AIM OF THE EXERCISE ▸ Select every line of the material below that contains the word "bank", and copy each one.

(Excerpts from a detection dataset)
+++

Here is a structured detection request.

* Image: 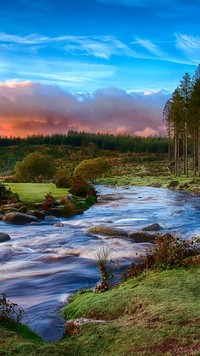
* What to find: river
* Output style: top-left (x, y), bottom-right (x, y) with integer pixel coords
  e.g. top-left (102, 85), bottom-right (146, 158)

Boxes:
top-left (0, 186), bottom-right (200, 341)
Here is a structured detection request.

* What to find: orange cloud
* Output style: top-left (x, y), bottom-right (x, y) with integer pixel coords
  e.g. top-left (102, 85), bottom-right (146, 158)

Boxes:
top-left (0, 80), bottom-right (168, 137)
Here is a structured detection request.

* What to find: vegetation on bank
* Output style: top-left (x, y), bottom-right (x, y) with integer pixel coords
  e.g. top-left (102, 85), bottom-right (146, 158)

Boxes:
top-left (5, 183), bottom-right (68, 204)
top-left (0, 267), bottom-right (200, 356)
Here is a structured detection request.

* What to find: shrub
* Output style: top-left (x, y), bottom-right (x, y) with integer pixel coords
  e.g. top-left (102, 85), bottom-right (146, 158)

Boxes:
top-left (13, 152), bottom-right (56, 182)
top-left (122, 234), bottom-right (198, 280)
top-left (54, 168), bottom-right (71, 188)
top-left (0, 183), bottom-right (19, 204)
top-left (93, 246), bottom-right (115, 292)
top-left (0, 293), bottom-right (24, 322)
top-left (146, 234), bottom-right (196, 270)
top-left (69, 177), bottom-right (97, 198)
top-left (42, 192), bottom-right (56, 210)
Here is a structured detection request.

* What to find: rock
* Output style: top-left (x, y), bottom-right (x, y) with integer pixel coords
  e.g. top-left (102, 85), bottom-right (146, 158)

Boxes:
top-left (87, 226), bottom-right (128, 237)
top-left (141, 223), bottom-right (163, 231)
top-left (3, 212), bottom-right (38, 225)
top-left (34, 203), bottom-right (43, 209)
top-left (0, 232), bottom-right (10, 242)
top-left (65, 318), bottom-right (107, 336)
top-left (49, 207), bottom-right (63, 217)
top-left (27, 210), bottom-right (45, 220)
top-left (128, 232), bottom-right (158, 243)
top-left (167, 180), bottom-right (179, 189)
top-left (18, 206), bottom-right (27, 213)
top-left (53, 223), bottom-right (65, 227)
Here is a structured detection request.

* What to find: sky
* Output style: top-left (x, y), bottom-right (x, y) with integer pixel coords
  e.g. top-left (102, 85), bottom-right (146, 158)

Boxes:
top-left (0, 0), bottom-right (200, 137)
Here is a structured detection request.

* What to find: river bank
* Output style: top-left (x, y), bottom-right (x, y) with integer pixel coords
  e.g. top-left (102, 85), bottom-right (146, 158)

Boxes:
top-left (0, 186), bottom-right (199, 354)
top-left (0, 266), bottom-right (200, 356)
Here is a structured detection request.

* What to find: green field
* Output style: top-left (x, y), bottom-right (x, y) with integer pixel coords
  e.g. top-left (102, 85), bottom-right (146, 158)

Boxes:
top-left (0, 267), bottom-right (200, 356)
top-left (6, 183), bottom-right (68, 204)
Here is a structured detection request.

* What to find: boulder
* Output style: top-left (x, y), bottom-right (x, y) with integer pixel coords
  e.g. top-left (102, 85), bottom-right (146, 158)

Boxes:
top-left (141, 223), bottom-right (163, 231)
top-left (53, 223), bottom-right (65, 227)
top-left (128, 232), bottom-right (158, 243)
top-left (87, 226), bottom-right (128, 237)
top-left (27, 210), bottom-right (45, 220)
top-left (3, 212), bottom-right (38, 225)
top-left (0, 232), bottom-right (10, 242)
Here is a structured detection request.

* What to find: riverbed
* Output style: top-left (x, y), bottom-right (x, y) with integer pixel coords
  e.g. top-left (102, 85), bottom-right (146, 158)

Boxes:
top-left (0, 186), bottom-right (200, 341)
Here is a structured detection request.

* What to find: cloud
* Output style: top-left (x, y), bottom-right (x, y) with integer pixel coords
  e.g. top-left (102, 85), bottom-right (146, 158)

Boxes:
top-left (0, 33), bottom-right (137, 59)
top-left (0, 80), bottom-right (168, 136)
top-left (175, 33), bottom-right (200, 64)
top-left (132, 38), bottom-right (165, 57)
top-left (96, 0), bottom-right (170, 8)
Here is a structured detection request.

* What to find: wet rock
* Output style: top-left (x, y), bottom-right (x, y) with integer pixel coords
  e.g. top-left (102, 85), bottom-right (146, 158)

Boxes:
top-left (87, 226), bottom-right (128, 237)
top-left (65, 318), bottom-right (107, 336)
top-left (167, 180), bottom-right (179, 189)
top-left (0, 232), bottom-right (10, 242)
top-left (49, 207), bottom-right (63, 217)
top-left (128, 232), bottom-right (158, 243)
top-left (18, 206), bottom-right (27, 213)
top-left (28, 210), bottom-right (45, 220)
top-left (141, 223), bottom-right (163, 231)
top-left (3, 212), bottom-right (38, 225)
top-left (53, 223), bottom-right (65, 227)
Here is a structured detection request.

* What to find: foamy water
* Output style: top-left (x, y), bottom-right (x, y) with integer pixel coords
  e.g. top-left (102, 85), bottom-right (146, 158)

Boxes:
top-left (0, 186), bottom-right (200, 341)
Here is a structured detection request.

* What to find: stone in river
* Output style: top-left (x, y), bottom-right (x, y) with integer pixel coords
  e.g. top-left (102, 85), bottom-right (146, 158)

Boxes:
top-left (141, 223), bottom-right (163, 231)
top-left (3, 212), bottom-right (38, 225)
top-left (128, 232), bottom-right (158, 243)
top-left (0, 232), bottom-right (10, 242)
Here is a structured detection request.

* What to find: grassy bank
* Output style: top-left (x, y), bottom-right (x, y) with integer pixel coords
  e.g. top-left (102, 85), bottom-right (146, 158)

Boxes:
top-left (5, 183), bottom-right (68, 204)
top-left (0, 267), bottom-right (200, 356)
top-left (100, 155), bottom-right (200, 193)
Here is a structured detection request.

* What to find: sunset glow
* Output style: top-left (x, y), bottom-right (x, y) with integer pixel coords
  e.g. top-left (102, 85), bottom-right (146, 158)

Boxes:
top-left (0, 0), bottom-right (200, 136)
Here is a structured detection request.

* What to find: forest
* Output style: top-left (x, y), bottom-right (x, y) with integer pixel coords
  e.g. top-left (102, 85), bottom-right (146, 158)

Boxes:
top-left (0, 130), bottom-right (168, 153)
top-left (163, 65), bottom-right (200, 177)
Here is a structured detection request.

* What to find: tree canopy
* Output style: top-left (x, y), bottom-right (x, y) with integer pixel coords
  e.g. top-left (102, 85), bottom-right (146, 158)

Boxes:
top-left (163, 65), bottom-right (200, 176)
top-left (14, 152), bottom-right (56, 182)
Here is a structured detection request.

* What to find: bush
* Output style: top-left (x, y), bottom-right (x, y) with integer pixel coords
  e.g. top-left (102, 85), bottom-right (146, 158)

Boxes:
top-left (146, 234), bottom-right (196, 270)
top-left (74, 157), bottom-right (110, 181)
top-left (42, 192), bottom-right (56, 210)
top-left (69, 177), bottom-right (97, 199)
top-left (54, 168), bottom-right (71, 188)
top-left (0, 293), bottom-right (24, 322)
top-left (122, 234), bottom-right (198, 280)
top-left (0, 183), bottom-right (19, 204)
top-left (13, 152), bottom-right (56, 182)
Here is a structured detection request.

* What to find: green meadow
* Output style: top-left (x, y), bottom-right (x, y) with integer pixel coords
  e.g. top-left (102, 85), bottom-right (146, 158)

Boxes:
top-left (6, 183), bottom-right (68, 204)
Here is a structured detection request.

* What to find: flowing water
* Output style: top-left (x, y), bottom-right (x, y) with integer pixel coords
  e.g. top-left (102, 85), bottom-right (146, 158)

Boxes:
top-left (0, 186), bottom-right (200, 341)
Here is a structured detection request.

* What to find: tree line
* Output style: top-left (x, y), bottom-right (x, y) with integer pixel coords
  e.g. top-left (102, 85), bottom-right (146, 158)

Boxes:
top-left (163, 65), bottom-right (200, 176)
top-left (0, 130), bottom-right (168, 154)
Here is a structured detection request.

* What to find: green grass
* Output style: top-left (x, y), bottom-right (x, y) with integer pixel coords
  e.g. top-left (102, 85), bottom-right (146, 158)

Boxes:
top-left (0, 267), bottom-right (200, 356)
top-left (6, 183), bottom-right (68, 203)
top-left (61, 268), bottom-right (200, 355)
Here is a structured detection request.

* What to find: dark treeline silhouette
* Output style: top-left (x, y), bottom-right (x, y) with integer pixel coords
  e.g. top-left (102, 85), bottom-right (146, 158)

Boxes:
top-left (163, 65), bottom-right (200, 176)
top-left (0, 130), bottom-right (168, 153)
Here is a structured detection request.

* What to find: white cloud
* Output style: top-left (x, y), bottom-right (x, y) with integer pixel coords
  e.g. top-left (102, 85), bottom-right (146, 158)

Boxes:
top-left (175, 33), bottom-right (200, 64)
top-left (132, 38), bottom-right (165, 57)
top-left (0, 80), bottom-right (168, 136)
top-left (95, 0), bottom-right (171, 8)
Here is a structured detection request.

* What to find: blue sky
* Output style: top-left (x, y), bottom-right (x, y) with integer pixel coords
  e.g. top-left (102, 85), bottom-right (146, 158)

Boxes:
top-left (0, 0), bottom-right (200, 134)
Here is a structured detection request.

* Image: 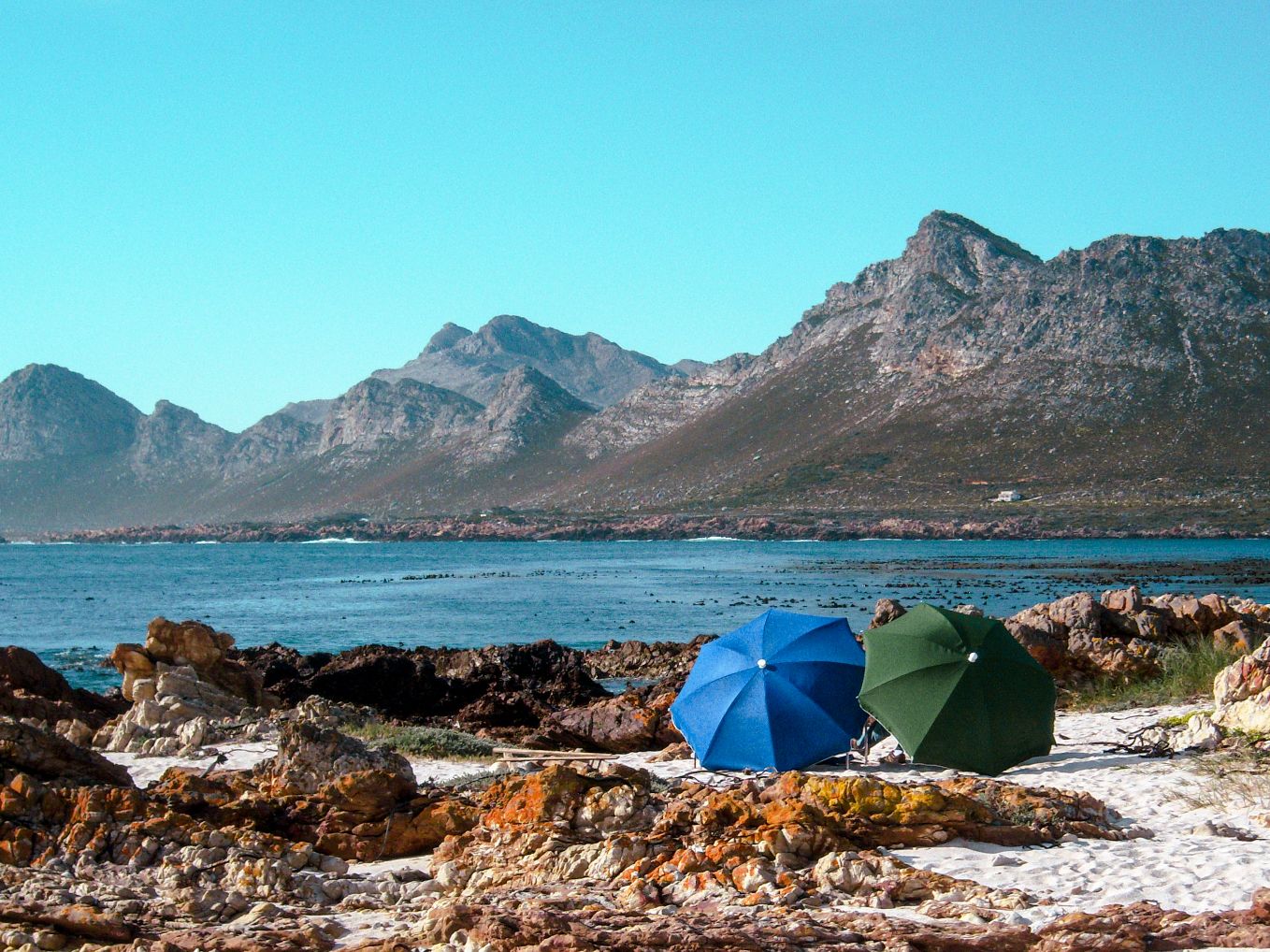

+++

FULL RESPONSE ▸
* What to find: vegetation on bank
* What to find: river bank
* What to find: grassy bank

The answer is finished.